§ Exercise objective
From the entries below, extract every line that contains the word "green" and reproduce each of those lines unchanged.

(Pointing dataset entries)
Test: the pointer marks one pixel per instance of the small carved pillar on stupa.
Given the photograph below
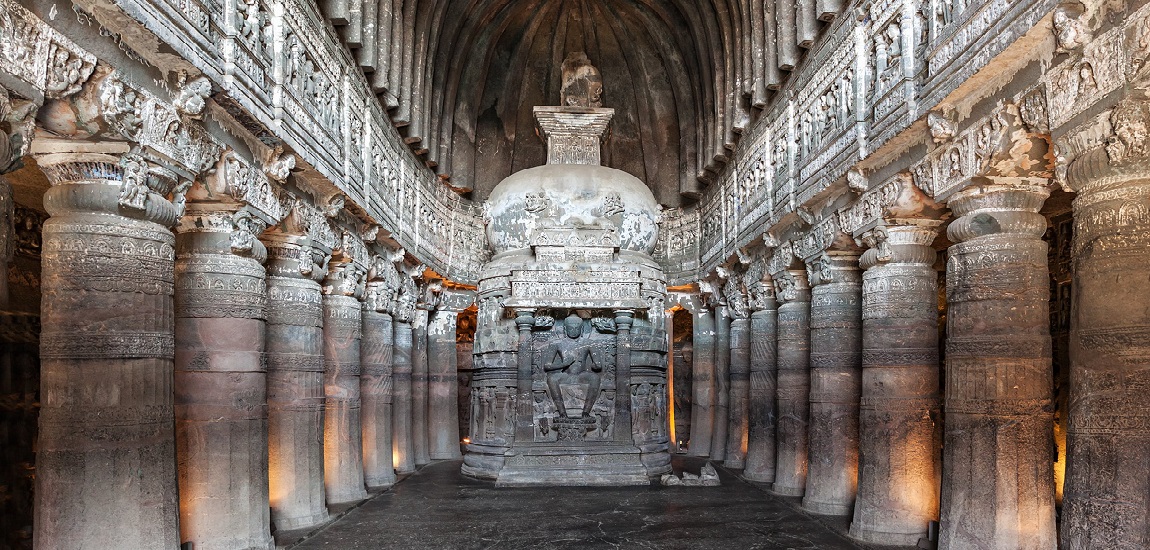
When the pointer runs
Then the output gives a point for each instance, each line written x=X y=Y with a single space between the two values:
x=575 y=130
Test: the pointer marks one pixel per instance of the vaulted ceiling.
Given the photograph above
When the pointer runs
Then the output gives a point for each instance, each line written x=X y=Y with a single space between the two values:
x=461 y=77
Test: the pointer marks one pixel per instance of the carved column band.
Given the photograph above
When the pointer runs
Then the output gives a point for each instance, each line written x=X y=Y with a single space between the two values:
x=296 y=399
x=722 y=383
x=997 y=465
x=898 y=432
x=760 y=443
x=794 y=383
x=377 y=352
x=740 y=389
x=1106 y=498
x=443 y=387
x=401 y=404
x=106 y=359
x=703 y=384
x=836 y=343
x=420 y=387
x=343 y=444
x=221 y=383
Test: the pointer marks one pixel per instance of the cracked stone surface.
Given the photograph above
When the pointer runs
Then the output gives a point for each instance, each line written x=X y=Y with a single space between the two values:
x=438 y=508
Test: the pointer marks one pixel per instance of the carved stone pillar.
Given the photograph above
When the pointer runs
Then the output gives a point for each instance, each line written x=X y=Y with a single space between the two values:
x=898 y=425
x=722 y=383
x=1106 y=497
x=703 y=382
x=420 y=384
x=738 y=374
x=760 y=442
x=404 y=456
x=343 y=321
x=997 y=482
x=836 y=344
x=221 y=379
x=376 y=353
x=106 y=458
x=794 y=382
x=294 y=354
x=443 y=376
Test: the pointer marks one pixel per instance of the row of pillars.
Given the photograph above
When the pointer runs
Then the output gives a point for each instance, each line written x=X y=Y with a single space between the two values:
x=844 y=405
x=179 y=365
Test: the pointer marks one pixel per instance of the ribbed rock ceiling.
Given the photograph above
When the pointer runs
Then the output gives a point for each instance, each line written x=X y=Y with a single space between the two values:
x=461 y=77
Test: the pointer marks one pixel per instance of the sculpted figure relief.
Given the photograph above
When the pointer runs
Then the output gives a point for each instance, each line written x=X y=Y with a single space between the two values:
x=569 y=360
x=582 y=82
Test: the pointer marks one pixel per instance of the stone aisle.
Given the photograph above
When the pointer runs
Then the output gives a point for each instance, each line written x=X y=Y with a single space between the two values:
x=439 y=509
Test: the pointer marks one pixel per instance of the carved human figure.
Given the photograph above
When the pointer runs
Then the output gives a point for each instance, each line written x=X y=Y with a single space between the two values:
x=569 y=360
x=582 y=83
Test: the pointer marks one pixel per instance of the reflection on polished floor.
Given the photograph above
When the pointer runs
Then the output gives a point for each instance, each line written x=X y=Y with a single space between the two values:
x=439 y=509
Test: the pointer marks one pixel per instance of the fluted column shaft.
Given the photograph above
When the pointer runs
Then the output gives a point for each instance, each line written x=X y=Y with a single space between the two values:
x=836 y=345
x=420 y=387
x=377 y=351
x=794 y=386
x=722 y=383
x=760 y=442
x=106 y=457
x=401 y=403
x=296 y=398
x=899 y=434
x=221 y=384
x=1106 y=497
x=343 y=444
x=703 y=382
x=738 y=409
x=997 y=488
x=443 y=387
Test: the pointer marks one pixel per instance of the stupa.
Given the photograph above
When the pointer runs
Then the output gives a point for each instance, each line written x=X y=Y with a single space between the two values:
x=570 y=351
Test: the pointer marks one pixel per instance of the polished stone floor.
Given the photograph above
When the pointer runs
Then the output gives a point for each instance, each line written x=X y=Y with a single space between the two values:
x=439 y=509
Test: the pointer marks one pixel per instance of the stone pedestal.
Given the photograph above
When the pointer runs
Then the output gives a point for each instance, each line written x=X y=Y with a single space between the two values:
x=443 y=387
x=899 y=433
x=836 y=343
x=722 y=383
x=404 y=456
x=997 y=488
x=740 y=394
x=1106 y=497
x=703 y=382
x=343 y=447
x=760 y=441
x=106 y=458
x=794 y=383
x=376 y=352
x=420 y=387
x=221 y=381
x=294 y=356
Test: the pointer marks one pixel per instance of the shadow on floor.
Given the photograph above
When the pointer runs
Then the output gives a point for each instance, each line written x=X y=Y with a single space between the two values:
x=437 y=508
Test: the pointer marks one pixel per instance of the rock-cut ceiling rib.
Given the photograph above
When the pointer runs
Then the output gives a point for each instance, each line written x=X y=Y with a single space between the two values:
x=461 y=76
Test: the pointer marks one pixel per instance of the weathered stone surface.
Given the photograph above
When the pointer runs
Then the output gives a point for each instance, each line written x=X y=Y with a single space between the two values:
x=106 y=460
x=1105 y=503
x=794 y=382
x=703 y=382
x=899 y=433
x=760 y=443
x=343 y=444
x=296 y=396
x=443 y=383
x=221 y=383
x=836 y=345
x=376 y=383
x=998 y=376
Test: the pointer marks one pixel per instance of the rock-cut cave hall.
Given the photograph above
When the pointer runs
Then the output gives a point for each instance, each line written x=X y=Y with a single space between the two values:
x=534 y=274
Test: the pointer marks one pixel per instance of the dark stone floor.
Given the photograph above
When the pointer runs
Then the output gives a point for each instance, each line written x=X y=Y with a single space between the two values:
x=437 y=508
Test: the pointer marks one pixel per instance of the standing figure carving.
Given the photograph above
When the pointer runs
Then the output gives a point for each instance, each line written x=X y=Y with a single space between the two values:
x=570 y=361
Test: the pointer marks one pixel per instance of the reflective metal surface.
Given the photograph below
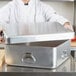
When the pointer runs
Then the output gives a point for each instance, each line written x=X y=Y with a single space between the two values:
x=68 y=66
x=48 y=31
x=39 y=55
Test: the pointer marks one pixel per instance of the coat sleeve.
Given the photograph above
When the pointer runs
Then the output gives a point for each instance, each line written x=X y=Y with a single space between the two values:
x=50 y=15
x=4 y=16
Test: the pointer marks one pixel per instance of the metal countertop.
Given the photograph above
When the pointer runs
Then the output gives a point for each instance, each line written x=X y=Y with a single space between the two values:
x=68 y=66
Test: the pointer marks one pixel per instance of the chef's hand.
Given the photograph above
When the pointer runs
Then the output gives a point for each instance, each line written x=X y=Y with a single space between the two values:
x=67 y=25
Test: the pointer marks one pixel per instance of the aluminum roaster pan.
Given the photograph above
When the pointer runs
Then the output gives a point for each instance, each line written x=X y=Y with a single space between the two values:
x=48 y=31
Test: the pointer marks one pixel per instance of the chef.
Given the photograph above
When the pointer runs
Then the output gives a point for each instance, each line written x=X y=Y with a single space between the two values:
x=17 y=12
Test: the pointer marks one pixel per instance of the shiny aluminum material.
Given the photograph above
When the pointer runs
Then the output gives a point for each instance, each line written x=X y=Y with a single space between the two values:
x=42 y=45
x=49 y=31
x=39 y=54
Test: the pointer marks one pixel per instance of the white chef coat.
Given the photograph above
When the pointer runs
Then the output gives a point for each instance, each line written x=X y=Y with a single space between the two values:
x=15 y=14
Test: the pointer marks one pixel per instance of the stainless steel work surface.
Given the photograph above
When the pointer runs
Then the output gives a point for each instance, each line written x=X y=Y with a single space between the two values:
x=48 y=31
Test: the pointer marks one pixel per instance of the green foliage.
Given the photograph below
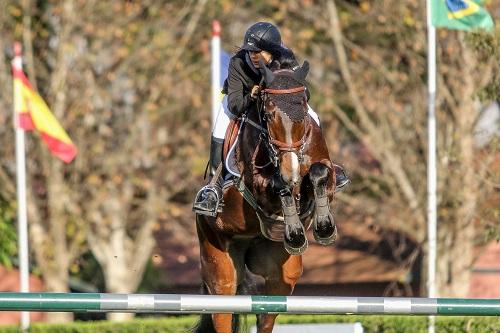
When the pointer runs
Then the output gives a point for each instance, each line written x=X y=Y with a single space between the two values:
x=8 y=236
x=487 y=48
x=371 y=324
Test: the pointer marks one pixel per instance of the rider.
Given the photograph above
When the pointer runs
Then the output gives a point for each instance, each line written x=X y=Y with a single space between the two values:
x=241 y=89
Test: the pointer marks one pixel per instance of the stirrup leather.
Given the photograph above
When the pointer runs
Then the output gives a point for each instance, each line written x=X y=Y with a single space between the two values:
x=218 y=196
x=213 y=187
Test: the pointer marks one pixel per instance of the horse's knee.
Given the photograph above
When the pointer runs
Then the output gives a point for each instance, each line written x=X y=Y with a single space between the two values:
x=318 y=173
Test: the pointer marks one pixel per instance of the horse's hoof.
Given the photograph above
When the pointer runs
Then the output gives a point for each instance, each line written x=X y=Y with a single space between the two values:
x=295 y=241
x=324 y=229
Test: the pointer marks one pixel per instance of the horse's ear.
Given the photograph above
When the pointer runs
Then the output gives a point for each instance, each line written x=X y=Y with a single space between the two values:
x=266 y=72
x=301 y=73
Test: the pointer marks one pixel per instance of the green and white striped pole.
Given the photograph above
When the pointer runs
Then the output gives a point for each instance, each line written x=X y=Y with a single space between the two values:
x=180 y=303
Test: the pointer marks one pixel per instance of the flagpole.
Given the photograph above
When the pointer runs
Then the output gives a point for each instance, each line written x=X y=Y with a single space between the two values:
x=215 y=70
x=431 y=164
x=22 y=216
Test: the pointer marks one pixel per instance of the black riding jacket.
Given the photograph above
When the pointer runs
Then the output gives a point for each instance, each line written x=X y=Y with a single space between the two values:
x=239 y=83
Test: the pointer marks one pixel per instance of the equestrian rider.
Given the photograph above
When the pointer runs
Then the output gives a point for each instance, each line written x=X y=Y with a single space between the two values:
x=241 y=89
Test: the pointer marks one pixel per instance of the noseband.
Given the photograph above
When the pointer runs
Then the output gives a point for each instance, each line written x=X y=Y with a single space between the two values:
x=277 y=147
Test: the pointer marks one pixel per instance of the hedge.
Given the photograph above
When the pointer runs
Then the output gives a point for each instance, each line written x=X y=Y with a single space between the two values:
x=371 y=324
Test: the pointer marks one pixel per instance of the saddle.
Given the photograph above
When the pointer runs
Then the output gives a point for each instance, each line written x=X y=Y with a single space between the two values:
x=231 y=136
x=229 y=151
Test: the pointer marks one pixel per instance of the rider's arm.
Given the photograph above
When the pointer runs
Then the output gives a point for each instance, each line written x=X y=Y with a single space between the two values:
x=238 y=96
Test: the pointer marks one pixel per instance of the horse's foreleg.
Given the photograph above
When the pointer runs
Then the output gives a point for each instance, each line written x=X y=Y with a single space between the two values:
x=280 y=270
x=218 y=271
x=295 y=241
x=283 y=285
x=324 y=229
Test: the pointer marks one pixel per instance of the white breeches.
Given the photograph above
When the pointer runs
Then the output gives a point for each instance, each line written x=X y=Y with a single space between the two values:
x=224 y=116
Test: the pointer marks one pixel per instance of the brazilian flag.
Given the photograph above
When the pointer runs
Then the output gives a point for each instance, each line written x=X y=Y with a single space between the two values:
x=460 y=14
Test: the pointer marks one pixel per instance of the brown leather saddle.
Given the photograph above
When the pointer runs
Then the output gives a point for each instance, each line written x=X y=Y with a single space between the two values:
x=230 y=137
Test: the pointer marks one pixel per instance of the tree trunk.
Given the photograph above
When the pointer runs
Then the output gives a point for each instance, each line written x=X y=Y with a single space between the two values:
x=456 y=255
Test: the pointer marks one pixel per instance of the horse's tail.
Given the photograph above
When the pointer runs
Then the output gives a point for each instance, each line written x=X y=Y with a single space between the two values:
x=206 y=325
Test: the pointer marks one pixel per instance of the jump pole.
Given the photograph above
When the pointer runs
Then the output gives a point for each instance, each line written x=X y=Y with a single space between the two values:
x=182 y=303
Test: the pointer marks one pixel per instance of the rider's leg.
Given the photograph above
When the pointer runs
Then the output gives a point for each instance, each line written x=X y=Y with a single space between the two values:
x=208 y=200
x=341 y=179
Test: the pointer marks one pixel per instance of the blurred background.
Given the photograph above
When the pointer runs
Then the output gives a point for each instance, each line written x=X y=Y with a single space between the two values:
x=130 y=82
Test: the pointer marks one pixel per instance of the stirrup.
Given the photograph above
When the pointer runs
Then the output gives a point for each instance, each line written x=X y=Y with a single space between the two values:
x=202 y=192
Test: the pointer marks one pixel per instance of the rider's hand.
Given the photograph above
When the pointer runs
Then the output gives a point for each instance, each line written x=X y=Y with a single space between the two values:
x=255 y=92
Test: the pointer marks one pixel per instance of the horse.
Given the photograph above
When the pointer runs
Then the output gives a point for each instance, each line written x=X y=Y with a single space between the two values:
x=287 y=183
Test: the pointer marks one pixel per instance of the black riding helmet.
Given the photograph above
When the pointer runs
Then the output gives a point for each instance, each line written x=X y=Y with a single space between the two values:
x=262 y=36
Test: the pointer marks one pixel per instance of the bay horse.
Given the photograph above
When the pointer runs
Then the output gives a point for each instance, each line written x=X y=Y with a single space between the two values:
x=287 y=183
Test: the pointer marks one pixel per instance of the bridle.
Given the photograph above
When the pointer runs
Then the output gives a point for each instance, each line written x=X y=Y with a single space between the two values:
x=277 y=147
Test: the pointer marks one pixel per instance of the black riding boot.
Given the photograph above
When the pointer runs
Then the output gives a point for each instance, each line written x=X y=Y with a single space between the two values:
x=208 y=198
x=341 y=179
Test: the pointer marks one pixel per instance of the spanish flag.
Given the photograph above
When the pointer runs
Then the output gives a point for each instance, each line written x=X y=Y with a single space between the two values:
x=33 y=113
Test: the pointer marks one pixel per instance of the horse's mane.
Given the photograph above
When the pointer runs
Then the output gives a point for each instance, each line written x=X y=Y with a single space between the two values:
x=290 y=104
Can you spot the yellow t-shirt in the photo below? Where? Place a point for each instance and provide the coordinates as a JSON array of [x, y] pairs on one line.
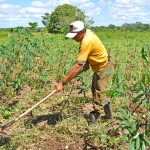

§ Task response
Test: the pointer marks one pixel per instance of the green foliage.
Test: the pointer marks one pixel per instance of the green and white striped pole.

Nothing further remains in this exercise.